- [Provided passage]:
From: Nitin Gupta <ngupta@vflare.org>
To: Avi Kivity <avi@redhat.com>
Cc: Dan Magenheimer <dan.magenheimer@oracle.com>,
linux-kernel@vger.kernel.org, linux-mm@kvack.org,
jeremy@goop.org, hugh.dickins@tiscali.co.uk, JBeulich@novell.com,
chris.mason@oracle.com, kurt.hackel@oracle.com,
dave.mccracken@oracle.com, npiggin@suse.de,
akpm@linux-foundation.org, riel@redhat.com
Subject: Re: Frontswap [PATCH 0/4] (was Transcendent Memory): overview
Date: Sun, 25 Apr 2010 21:35:34 +0530 [thread overview]
Message-ID: <4BD4684E.9040802@vflare.org> (raw)
In-Reply-To: <4BD4329A.9010509@redhat.com>
On 04/25/2010 05:46 PM, Avi Kivity wrote:
> On 04/25/2010 06:11 AM, Nitin Gupta wrote:
>> On 04/24/2010 11:57 PM, Avi Kivity wrote:
>>
>>> On 04/24/2010 04:49 AM, Nitin Gupta wrote:
>>>
>>>>
>>>>> I see. So why not implement this as an ordinary swap device, with a
>>>>> higher priority than the disk device? this way we reuse an API and
>>>>> keep
>>>>> things asynchronous, instead of introducing a special purpose API.

- [Dataset excerpts]:
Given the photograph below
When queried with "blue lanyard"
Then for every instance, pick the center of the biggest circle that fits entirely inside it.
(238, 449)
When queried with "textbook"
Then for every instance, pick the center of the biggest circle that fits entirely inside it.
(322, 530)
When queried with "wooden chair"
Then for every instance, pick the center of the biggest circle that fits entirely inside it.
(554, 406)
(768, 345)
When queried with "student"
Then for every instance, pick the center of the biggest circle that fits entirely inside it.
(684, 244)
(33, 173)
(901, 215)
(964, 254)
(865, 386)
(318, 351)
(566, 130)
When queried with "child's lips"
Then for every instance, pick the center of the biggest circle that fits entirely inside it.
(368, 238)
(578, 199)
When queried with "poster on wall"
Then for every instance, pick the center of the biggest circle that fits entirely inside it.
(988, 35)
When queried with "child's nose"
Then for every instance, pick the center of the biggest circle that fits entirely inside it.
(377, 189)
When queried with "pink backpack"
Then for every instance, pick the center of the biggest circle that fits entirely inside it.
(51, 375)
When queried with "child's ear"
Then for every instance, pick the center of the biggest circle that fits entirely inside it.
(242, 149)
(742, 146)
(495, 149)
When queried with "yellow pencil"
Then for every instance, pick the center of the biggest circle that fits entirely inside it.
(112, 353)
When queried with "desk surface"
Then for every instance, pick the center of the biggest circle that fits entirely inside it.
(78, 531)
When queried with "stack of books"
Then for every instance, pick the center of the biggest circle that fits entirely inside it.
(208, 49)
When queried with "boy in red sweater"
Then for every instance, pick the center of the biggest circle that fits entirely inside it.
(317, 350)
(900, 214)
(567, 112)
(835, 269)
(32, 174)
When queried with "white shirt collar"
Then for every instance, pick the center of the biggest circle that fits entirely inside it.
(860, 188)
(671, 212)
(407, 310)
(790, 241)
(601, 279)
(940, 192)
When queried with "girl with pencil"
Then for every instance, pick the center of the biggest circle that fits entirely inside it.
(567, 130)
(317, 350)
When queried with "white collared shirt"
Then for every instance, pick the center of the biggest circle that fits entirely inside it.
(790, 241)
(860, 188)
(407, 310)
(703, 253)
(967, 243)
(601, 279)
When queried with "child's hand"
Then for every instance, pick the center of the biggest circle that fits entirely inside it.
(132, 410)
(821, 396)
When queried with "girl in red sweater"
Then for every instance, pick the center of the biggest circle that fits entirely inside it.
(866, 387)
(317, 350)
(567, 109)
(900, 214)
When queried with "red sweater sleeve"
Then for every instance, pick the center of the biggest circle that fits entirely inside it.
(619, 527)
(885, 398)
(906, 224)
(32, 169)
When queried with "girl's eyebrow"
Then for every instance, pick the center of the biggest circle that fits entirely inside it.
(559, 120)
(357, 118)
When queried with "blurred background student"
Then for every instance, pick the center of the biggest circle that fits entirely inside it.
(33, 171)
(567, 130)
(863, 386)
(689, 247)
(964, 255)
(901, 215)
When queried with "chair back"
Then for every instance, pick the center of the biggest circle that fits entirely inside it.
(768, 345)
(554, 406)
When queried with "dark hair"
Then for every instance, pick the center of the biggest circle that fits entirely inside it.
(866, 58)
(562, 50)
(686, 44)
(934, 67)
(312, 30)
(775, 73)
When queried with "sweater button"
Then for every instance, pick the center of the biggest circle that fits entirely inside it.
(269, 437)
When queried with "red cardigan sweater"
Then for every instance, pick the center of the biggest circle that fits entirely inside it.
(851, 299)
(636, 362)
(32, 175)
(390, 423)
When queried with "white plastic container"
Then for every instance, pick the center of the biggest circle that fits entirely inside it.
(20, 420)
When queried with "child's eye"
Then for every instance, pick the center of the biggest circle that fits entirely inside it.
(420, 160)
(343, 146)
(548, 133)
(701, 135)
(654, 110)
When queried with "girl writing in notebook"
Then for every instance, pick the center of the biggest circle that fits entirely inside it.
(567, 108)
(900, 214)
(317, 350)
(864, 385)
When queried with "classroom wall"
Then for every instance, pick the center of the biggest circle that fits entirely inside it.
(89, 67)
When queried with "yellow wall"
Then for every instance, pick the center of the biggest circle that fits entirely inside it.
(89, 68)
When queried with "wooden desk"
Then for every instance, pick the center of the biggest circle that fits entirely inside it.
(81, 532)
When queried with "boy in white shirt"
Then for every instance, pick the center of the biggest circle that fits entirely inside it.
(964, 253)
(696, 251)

- [Directions]:
a) From the frontswap email, write out everything from "In-Reply-To: <4BD4329A.9010509@redhat.com>" down to "special purpose API.".
b) Translate this sentence from the frontswap email into Spanish: "So why not implement this as an ordinary swap device, with a higher priority than the disk device?"
c) What subject line does the frontswap email carry?

- [Task-by-task answers]:
a)
In-Reply-To: <4BD4329A.9010509@redhat.com>
On 04/25/2010 05:46 PM, Avi Kivity wrote:
> On 04/25/2010 06:11 AM, Nitin Gupta wrote:
>> On 04/24/2010 11:57 PM, Avi Kivity wrote:
>>
>>> On 04/24/2010 04:49 AM, Nitin Gupta wrote:
>>>
>>>>
>>>>> I see. So why not implement this as an ordinary swap device, with a
>>>>> higher priority than the disk device? this way we reuse an API and
>>>>> keep
>>>>> things asynchronous, instead of introducing a special purpose API.

b) Entonces, ¿por qué no implementar esto como un dispositivo de intercambio ordinario, con una prioridad más alta que el dispositivo de disco?

c) Re: Frontswap [PATCH 0/4] (was Transcendent Memory): overview